TASK REQUIREMENTS:
Reproduce the data starting at the line containing "Do you see any kitchen" and ending at the line containing "214, 155, 287, 224", switching "island" to "peninsula" and leaving everything else unchanged.

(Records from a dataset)

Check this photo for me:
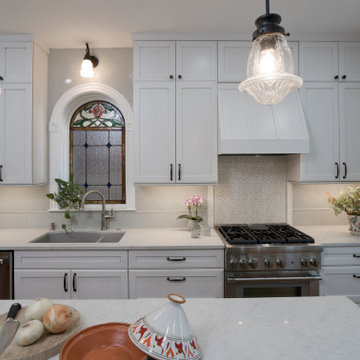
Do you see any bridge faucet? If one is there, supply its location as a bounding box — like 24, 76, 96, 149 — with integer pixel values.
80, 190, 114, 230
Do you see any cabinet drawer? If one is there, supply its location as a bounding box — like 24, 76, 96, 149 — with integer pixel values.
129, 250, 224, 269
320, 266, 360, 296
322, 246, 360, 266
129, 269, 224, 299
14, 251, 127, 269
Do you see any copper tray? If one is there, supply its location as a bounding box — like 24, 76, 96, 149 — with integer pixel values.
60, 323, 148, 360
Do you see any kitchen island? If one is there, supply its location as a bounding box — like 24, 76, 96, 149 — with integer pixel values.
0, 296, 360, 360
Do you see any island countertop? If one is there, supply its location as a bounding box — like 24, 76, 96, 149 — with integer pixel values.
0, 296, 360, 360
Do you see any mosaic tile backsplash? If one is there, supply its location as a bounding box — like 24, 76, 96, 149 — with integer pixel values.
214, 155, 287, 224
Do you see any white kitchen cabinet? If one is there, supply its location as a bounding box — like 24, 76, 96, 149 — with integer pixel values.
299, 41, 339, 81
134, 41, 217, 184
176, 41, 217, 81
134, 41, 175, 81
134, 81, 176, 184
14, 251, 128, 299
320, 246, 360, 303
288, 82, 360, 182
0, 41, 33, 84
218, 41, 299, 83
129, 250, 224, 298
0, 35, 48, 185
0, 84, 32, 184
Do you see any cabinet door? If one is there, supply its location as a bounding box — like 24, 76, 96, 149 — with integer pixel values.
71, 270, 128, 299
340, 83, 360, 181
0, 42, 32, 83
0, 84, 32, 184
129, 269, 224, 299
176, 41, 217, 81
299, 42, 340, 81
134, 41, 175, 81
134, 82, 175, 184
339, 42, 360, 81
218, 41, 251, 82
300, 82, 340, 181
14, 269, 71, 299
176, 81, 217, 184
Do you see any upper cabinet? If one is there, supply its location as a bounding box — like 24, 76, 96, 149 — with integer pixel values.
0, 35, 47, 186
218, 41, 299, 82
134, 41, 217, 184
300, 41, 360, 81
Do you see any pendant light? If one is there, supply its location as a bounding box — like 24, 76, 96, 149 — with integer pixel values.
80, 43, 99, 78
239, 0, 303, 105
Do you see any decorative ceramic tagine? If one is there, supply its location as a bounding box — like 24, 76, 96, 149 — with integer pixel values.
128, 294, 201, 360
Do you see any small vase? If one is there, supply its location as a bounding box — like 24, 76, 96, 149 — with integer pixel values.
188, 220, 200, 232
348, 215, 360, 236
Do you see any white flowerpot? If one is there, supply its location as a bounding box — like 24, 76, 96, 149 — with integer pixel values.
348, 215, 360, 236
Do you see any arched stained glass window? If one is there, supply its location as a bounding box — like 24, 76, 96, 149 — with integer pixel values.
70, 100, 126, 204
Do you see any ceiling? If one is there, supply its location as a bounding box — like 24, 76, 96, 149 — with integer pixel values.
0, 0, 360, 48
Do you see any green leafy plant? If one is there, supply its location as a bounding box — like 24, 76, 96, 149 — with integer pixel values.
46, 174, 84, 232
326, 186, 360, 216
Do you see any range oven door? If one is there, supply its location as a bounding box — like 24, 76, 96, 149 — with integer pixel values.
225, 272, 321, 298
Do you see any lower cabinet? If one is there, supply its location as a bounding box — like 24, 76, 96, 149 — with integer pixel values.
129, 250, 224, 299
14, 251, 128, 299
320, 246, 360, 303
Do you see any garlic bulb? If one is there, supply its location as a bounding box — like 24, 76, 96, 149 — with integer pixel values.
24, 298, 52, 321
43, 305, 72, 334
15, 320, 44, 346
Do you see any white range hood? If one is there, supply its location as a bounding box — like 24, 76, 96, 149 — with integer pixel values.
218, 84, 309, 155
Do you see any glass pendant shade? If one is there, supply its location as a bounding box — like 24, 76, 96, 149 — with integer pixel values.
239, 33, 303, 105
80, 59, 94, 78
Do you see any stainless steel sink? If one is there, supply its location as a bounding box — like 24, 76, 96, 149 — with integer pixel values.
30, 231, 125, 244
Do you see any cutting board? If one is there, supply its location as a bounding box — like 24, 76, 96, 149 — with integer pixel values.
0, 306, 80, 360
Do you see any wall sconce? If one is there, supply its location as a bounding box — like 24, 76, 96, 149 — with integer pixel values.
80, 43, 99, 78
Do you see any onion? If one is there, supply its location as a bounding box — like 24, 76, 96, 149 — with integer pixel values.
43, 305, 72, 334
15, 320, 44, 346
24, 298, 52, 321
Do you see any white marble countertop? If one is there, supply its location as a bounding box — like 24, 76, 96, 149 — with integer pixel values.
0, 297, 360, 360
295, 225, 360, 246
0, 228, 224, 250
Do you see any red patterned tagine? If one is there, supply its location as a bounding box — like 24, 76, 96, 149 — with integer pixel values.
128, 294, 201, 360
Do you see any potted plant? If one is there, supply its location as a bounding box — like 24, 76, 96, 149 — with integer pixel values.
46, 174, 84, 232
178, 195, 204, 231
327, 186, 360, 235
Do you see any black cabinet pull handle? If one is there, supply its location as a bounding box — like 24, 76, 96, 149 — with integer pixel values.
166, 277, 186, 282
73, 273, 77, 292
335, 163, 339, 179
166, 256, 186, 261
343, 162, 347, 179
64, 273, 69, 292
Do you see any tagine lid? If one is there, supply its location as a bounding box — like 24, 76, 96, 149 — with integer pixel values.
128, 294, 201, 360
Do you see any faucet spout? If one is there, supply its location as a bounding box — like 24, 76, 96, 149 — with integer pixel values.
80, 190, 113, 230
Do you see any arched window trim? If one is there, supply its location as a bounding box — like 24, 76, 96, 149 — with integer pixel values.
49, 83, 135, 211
...
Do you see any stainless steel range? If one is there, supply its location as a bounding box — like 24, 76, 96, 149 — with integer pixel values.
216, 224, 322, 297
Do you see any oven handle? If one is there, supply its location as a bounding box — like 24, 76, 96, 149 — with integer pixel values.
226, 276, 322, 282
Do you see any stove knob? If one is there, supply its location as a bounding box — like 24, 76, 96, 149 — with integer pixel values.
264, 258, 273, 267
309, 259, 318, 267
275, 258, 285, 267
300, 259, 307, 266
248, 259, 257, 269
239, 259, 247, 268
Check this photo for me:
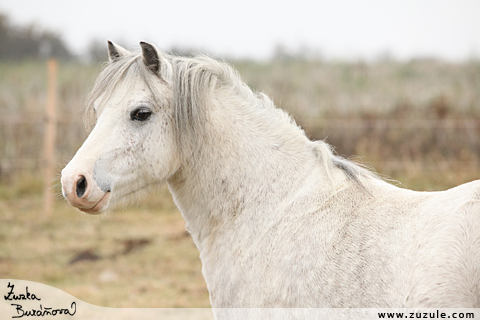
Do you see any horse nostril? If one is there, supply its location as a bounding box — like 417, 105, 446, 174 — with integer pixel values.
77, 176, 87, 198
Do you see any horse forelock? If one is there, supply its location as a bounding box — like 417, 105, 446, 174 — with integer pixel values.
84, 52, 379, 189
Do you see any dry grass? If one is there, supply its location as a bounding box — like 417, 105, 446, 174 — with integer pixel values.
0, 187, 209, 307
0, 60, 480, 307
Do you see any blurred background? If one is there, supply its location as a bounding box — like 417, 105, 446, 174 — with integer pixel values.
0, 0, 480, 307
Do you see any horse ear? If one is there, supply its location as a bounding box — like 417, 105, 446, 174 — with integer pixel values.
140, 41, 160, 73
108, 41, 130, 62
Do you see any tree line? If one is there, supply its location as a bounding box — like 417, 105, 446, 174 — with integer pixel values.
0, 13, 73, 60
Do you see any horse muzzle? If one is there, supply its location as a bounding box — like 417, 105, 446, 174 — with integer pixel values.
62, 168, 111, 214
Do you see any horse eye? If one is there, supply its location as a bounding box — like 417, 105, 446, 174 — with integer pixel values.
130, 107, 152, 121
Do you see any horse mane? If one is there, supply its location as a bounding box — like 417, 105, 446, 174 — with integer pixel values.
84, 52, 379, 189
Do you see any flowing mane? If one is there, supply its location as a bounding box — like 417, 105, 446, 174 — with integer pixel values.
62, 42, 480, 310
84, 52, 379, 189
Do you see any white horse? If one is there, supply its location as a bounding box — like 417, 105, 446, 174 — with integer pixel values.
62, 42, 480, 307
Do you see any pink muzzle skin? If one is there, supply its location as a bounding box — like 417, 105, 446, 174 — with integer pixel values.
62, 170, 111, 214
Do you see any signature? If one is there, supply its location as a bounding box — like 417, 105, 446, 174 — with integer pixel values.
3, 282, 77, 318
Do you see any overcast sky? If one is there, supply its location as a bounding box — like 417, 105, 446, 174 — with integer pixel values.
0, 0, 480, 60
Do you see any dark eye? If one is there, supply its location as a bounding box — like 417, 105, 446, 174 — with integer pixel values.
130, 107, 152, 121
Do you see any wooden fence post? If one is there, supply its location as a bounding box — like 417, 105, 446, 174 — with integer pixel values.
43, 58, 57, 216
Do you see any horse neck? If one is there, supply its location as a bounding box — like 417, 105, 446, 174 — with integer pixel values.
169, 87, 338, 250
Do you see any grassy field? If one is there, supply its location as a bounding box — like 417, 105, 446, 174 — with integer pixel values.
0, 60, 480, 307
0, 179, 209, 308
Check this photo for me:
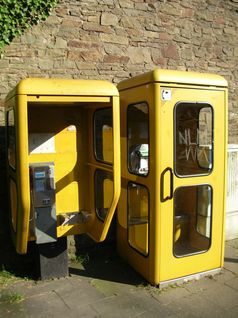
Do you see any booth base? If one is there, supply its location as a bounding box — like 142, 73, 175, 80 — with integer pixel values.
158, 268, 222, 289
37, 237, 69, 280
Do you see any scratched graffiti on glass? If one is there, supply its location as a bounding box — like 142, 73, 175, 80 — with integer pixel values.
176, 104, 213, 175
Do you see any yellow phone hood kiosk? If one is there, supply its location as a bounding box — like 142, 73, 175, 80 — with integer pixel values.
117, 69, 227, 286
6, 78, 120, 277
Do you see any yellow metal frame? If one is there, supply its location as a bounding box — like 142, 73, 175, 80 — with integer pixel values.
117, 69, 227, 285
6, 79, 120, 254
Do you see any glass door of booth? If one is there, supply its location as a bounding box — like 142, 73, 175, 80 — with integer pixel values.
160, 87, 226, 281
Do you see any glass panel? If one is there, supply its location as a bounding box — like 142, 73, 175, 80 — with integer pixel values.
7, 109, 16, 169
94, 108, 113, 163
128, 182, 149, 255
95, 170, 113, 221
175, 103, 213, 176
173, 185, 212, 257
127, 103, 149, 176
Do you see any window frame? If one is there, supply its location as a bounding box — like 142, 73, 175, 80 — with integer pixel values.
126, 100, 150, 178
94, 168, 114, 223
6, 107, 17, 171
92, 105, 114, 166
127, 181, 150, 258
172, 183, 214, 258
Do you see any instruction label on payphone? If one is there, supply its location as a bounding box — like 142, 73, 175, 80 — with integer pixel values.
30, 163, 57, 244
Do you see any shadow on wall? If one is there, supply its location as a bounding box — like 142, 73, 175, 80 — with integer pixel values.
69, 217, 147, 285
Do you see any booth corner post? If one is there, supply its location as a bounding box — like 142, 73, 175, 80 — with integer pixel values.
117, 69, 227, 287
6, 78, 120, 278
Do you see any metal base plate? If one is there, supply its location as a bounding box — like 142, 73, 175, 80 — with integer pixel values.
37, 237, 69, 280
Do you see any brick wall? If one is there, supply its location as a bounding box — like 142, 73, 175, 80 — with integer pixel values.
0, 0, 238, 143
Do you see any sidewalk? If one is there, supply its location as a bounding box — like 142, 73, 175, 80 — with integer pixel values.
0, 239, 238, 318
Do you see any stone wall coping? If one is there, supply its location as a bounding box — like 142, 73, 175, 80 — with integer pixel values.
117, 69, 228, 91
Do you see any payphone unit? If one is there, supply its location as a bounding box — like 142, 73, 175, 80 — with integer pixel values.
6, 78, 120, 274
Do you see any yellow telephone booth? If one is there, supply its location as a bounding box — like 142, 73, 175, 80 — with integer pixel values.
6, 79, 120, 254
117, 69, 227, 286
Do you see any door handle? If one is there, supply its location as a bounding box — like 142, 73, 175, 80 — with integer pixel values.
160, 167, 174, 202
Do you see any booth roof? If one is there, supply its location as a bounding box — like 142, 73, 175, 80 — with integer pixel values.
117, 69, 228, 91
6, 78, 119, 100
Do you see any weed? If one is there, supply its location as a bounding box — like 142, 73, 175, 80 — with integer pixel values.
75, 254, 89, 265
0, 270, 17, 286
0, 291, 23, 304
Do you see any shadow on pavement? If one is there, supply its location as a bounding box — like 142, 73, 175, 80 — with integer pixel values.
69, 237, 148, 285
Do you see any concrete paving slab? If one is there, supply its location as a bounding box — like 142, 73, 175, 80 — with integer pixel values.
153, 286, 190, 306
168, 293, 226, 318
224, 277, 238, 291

EXERCISE ANSWER:
Do you see any kitchen peninsula? If one is there, supply its location as a bounding box — like 24, 76, 96, 149 — with integer pixel values.
0, 296, 360, 360
Do you see any peninsula countertop? If one is there, supply its location as a bounding box — like 24, 76, 96, 149 — with integer pixel values.
0, 296, 360, 360
Do you see any mosaic tile backsplash? If one is there, supply its location as a bounding box — like 24, 76, 96, 149 — with integer pixel values.
214, 155, 287, 224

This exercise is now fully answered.